═════ Data for processing ═════

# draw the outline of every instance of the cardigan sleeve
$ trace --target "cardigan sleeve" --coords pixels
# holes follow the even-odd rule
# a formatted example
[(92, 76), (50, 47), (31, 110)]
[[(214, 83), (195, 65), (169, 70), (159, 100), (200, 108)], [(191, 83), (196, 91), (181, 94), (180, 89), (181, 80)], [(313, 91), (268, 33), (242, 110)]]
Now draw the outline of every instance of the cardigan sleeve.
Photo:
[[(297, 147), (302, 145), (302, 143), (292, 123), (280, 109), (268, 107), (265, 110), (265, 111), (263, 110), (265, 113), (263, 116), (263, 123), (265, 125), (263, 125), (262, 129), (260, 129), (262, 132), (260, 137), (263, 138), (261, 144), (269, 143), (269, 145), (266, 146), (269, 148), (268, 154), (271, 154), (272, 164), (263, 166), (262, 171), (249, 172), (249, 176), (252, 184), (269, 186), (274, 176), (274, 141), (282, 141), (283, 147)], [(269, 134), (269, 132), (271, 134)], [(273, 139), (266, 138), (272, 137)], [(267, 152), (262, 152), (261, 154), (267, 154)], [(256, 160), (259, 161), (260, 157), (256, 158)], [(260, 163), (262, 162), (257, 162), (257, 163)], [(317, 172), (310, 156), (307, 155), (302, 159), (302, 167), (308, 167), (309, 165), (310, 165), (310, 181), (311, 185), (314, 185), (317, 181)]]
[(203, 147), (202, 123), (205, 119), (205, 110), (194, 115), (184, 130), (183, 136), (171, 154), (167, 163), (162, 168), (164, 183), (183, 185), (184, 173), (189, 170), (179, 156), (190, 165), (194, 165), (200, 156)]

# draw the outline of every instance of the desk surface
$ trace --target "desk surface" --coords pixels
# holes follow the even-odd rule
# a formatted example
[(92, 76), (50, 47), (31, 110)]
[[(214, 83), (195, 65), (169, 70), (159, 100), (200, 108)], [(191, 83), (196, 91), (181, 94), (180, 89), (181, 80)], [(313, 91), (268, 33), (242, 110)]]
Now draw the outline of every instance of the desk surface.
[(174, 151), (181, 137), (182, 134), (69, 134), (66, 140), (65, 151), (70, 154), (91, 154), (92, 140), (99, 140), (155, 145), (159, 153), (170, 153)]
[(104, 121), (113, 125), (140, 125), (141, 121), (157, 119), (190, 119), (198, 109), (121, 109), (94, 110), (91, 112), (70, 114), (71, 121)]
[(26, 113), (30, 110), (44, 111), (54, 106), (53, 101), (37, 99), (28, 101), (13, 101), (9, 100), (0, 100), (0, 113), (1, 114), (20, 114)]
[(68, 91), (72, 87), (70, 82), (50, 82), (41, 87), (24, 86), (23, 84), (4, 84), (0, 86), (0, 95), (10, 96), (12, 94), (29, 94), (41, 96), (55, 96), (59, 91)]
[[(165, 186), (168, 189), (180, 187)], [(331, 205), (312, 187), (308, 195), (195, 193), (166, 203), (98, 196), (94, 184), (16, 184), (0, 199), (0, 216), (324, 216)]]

═════

(Exercise objective)
Copy out the listing again, renaming "desk surface" to "tabletop" wherever it occurs and leaving everything else as it is.

(Response to this task)
# draw the outline of every instance of the cardigan sleeve
$ trace --target "cardigan sleeve" --coords pixels
# holes follow the even-odd rule
# a formatted example
[(92, 76), (50, 47), (31, 110)]
[[(214, 83), (195, 65), (169, 70), (159, 100), (200, 108)], [(191, 83), (196, 91), (181, 94), (180, 89), (181, 80)], [(313, 91), (268, 33), (242, 110)]]
Now draw the outline of every instance of the cardigan sleeve.
Photo:
[[(297, 147), (302, 145), (302, 143), (292, 123), (280, 109), (268, 107), (265, 110), (265, 111), (263, 110), (265, 113), (263, 116), (263, 123), (265, 125), (263, 125), (262, 129), (260, 129), (262, 132), (260, 137), (263, 138), (261, 144), (269, 143), (269, 145), (266, 146), (269, 148), (268, 154), (271, 154), (272, 164), (263, 166), (262, 171), (249, 172), (249, 176), (252, 184), (269, 186), (274, 176), (274, 141), (282, 141), (283, 147)], [(269, 134), (269, 132), (271, 134)], [(273, 139), (266, 138), (272, 137)], [(267, 152), (262, 152), (261, 154), (267, 154)], [(256, 160), (259, 161), (260, 157), (256, 158)], [(260, 163), (262, 162), (257, 162), (257, 163)], [(317, 172), (310, 156), (307, 155), (302, 159), (302, 167), (308, 167), (309, 165), (310, 165), (310, 181), (311, 185), (314, 185), (317, 181)]]
[(203, 147), (202, 123), (205, 119), (205, 110), (194, 115), (184, 130), (183, 136), (171, 154), (167, 163), (162, 168), (164, 183), (183, 185), (184, 173), (189, 170), (179, 156), (190, 165), (194, 165), (200, 156)]

# draw the outline of every instance of the tabletop
$ trace --target "tabletop" --coords pixels
# holes follow the even-odd rule
# a formatted example
[(92, 76), (50, 47), (31, 110)]
[[(214, 83), (195, 65), (169, 70), (159, 100), (200, 108)], [(191, 83), (196, 91), (181, 94), (180, 89), (181, 80)], [(313, 91), (268, 33), (242, 110)]]
Now draw the outline of every instance of the tabletop.
[(174, 151), (181, 137), (182, 134), (69, 134), (66, 140), (65, 151), (70, 154), (91, 154), (92, 140), (99, 140), (155, 145), (159, 153), (170, 153)]
[(104, 121), (113, 125), (140, 125), (141, 121), (157, 119), (190, 119), (198, 109), (121, 109), (94, 110), (91, 112), (70, 114), (71, 121)]
[(26, 113), (30, 110), (44, 111), (54, 106), (53, 101), (37, 99), (28, 101), (13, 101), (9, 100), (0, 100), (0, 113), (1, 114), (20, 114)]
[(68, 91), (72, 87), (70, 82), (50, 82), (41, 87), (24, 86), (23, 84), (4, 84), (0, 86), (0, 95), (10, 96), (12, 94), (29, 94), (41, 96), (55, 96), (59, 91)]
[[(165, 186), (168, 189), (180, 187)], [(331, 205), (312, 187), (308, 195), (195, 193), (166, 203), (98, 196), (94, 184), (16, 184), (0, 199), (0, 216), (324, 216)]]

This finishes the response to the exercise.